── Extrait de page ──

Fig. 2 Etats-Unis: La confiance des consommateurs se redresse un peu mais reste à des niveaux très faibles



On verra quel impact cette nouvelle « taxe » énergétique aura sur la consommation dans les mois à venir. A priori, elle risque de peser négativement sur la consommation.

Ce qui est certain, c’est que les coupes de production décidées par la Russie (600k barils jours) et surtout les pays de l’Opep (1 million de barils jours) ont cassé la dynamique de baisse du prix du pétrole. L’accélération de l’activité chinoise pourrait aussi peser encore davantage à la hausse sur les prix énergétiques d’ici la fin d’année.

Cette hausse devrait venir amoindrir les effets de base positifs que nous voyions de l’évolution des prix de l’énergie sur les inflations dans la plupart des pays depuis le début d’année. Ainsi, non seulement nous pourrions voir une inflation cœur ne décliner que très graduellement mais aussi une inflation totale qui fléchit moins que ce qui avait été anticipé.

 

Fig. 3 Pétrole: les prix se sont remis à monter suite aux coupes de production de la Russie et de l’Opep et aux anticipations de reprise de l’économie chinoise




Cette remontée des prix de l’énergie ne devrait pas pousser les banques centrales à sur-réagir. En effet, cette hausse sera vue comme un facteur de ralentissement car pesant directement sur le pouvoir d’achat des ménages.

Néanmoins, elle peut aussi continuer à stimuler l’accroissement des prix dans l’ensemble de l’économie, avec des entreprises qui feraient passer ces hausses des coûts sur leurs prix de vente.

───

→ **Consigne**: D'après l'extrait sur les prix de l'énergie, quel volume de coupes de production les pays de l'Opep ont-ils décidé ?

── Données affichées ──

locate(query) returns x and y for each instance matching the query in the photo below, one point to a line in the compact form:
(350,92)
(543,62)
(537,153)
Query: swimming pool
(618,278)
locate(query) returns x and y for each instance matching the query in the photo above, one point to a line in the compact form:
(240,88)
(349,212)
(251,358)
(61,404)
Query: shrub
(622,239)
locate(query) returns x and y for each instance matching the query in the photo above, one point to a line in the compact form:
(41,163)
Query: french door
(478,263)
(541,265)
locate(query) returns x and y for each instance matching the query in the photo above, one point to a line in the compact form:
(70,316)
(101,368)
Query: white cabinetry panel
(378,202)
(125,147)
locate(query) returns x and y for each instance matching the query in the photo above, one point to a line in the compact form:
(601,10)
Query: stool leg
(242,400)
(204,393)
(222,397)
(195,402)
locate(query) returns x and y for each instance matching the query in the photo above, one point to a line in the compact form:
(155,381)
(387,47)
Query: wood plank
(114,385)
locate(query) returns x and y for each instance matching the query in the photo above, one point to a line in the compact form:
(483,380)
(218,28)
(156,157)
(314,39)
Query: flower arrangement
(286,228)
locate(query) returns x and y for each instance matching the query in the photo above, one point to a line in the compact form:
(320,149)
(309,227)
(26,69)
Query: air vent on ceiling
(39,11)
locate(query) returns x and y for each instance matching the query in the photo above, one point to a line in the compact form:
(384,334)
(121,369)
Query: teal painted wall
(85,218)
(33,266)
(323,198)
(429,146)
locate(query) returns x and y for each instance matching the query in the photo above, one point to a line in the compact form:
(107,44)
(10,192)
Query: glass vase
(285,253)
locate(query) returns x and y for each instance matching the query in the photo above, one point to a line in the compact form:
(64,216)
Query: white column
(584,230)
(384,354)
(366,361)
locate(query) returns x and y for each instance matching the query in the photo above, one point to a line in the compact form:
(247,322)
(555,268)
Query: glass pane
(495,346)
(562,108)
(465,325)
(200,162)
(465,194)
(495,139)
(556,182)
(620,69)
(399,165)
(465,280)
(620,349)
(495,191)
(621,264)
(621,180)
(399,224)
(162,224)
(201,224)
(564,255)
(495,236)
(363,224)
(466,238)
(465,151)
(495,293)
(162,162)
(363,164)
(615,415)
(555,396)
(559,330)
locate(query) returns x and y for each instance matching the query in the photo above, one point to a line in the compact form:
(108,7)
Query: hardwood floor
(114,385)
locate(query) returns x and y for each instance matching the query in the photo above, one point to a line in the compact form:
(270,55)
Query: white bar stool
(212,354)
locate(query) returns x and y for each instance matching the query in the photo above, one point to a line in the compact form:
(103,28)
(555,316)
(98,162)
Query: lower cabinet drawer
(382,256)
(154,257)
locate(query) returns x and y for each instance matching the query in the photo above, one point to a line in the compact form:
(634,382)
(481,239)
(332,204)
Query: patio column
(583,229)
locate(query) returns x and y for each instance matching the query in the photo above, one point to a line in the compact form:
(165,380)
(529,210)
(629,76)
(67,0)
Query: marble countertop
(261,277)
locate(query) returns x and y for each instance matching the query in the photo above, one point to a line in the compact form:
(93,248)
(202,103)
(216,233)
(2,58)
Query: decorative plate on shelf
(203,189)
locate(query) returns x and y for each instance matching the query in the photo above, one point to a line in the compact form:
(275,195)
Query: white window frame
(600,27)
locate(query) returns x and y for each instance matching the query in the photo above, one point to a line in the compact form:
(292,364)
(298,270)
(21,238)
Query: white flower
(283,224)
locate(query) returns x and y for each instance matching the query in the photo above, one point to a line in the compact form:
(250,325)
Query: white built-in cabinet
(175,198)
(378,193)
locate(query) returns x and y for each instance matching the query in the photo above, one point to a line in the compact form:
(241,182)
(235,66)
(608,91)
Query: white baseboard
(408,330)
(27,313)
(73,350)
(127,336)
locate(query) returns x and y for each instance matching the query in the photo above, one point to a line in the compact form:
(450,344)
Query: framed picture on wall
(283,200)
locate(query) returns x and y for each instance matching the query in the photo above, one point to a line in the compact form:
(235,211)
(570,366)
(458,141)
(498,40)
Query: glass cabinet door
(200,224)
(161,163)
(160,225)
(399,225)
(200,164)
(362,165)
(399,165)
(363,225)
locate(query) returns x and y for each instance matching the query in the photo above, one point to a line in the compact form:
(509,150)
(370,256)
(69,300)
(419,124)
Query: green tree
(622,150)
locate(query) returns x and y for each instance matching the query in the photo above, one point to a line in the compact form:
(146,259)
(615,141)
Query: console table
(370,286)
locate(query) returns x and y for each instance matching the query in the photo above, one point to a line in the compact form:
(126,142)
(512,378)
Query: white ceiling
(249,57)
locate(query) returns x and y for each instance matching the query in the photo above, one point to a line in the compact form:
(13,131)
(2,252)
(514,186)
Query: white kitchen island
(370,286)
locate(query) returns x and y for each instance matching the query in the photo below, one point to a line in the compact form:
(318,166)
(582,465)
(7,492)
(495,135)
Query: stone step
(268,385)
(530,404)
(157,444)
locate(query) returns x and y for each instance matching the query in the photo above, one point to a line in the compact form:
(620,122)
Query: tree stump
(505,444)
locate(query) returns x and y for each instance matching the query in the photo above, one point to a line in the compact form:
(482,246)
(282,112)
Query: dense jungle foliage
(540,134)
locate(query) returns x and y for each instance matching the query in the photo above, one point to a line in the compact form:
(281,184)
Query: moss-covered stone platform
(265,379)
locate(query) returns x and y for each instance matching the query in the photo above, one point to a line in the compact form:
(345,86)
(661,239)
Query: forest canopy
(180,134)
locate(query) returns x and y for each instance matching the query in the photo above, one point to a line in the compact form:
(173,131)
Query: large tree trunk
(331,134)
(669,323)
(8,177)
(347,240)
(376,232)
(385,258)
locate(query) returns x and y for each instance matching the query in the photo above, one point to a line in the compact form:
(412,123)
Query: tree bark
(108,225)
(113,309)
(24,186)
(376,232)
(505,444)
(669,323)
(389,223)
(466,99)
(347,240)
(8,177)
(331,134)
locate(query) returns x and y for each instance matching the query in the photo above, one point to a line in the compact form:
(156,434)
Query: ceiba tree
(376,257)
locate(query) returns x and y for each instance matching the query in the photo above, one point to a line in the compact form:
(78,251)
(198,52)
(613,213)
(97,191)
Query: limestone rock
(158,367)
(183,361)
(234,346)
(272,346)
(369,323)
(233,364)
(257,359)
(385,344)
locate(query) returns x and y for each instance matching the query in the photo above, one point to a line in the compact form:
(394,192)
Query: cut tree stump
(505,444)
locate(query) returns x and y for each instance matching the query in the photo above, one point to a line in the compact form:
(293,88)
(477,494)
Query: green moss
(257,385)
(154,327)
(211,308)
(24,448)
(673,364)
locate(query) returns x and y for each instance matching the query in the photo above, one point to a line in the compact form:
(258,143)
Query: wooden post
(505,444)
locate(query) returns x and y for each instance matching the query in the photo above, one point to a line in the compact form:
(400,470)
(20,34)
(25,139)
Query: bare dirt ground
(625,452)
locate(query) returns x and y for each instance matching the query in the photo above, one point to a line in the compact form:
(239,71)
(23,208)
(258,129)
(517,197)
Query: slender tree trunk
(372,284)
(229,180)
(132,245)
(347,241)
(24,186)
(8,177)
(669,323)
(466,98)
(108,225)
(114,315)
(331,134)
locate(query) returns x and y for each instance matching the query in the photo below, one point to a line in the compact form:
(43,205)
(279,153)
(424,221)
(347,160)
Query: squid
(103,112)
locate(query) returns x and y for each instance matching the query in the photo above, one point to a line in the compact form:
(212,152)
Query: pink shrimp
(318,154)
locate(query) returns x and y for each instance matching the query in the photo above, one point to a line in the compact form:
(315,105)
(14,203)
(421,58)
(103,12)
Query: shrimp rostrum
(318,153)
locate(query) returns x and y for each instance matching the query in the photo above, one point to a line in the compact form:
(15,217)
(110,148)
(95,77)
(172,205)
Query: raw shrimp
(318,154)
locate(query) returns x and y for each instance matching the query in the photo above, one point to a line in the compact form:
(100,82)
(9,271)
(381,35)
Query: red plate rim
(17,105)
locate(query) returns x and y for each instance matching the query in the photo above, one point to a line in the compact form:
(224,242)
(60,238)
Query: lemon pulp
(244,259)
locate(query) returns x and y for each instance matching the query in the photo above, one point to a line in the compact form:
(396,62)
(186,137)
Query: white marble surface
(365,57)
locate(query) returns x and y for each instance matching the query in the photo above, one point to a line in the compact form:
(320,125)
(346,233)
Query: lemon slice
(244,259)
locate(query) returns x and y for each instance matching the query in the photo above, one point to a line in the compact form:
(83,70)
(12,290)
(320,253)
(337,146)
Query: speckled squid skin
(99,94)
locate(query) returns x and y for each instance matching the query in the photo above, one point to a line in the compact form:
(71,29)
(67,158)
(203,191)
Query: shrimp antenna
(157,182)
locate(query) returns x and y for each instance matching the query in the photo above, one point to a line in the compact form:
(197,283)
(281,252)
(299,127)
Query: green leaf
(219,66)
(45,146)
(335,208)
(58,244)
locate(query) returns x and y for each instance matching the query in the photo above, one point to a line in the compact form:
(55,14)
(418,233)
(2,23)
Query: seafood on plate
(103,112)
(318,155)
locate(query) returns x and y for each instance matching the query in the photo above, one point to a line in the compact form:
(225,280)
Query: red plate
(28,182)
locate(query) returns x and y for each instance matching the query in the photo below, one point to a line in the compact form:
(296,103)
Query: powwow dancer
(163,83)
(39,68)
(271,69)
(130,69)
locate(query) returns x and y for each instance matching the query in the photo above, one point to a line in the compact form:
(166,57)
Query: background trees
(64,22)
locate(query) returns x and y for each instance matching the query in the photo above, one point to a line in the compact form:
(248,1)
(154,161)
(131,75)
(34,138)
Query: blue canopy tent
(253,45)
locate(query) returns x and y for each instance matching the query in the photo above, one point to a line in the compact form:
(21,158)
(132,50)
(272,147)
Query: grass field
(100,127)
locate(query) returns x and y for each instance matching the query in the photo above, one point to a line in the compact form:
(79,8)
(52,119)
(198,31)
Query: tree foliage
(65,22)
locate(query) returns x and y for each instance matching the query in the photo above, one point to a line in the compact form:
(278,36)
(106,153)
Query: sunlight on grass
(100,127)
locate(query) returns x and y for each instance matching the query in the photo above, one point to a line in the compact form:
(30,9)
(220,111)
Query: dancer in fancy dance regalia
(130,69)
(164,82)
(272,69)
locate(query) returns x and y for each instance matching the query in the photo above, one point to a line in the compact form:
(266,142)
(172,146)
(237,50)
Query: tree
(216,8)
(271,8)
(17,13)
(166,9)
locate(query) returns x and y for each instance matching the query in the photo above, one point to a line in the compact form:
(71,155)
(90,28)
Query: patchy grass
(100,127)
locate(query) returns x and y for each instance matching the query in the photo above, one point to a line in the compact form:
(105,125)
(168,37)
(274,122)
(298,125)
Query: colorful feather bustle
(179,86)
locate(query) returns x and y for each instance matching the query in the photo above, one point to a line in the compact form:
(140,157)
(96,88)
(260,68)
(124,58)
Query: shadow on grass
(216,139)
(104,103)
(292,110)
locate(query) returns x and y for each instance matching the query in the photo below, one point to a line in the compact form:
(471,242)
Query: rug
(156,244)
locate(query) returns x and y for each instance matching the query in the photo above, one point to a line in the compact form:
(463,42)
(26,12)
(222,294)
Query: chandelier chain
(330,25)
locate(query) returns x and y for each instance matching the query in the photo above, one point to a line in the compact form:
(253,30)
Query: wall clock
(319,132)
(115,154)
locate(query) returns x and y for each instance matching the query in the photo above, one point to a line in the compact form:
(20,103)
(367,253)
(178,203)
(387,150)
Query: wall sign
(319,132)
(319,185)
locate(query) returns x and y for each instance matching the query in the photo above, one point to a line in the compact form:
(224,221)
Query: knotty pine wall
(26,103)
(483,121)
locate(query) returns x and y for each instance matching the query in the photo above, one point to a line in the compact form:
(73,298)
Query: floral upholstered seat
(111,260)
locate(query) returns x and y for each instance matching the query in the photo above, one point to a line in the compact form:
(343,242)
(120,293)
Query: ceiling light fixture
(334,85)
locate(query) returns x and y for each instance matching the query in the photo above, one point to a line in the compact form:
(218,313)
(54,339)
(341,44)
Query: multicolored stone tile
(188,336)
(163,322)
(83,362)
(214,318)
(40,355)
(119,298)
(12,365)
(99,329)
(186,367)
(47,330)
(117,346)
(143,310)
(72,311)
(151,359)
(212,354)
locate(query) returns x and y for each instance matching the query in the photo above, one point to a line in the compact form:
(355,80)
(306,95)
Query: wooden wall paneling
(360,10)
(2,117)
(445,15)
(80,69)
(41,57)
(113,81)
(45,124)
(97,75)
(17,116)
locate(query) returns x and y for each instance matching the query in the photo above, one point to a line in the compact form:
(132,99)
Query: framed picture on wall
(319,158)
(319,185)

───

→ **Corrigé détaillé**: Un million de barils par jour.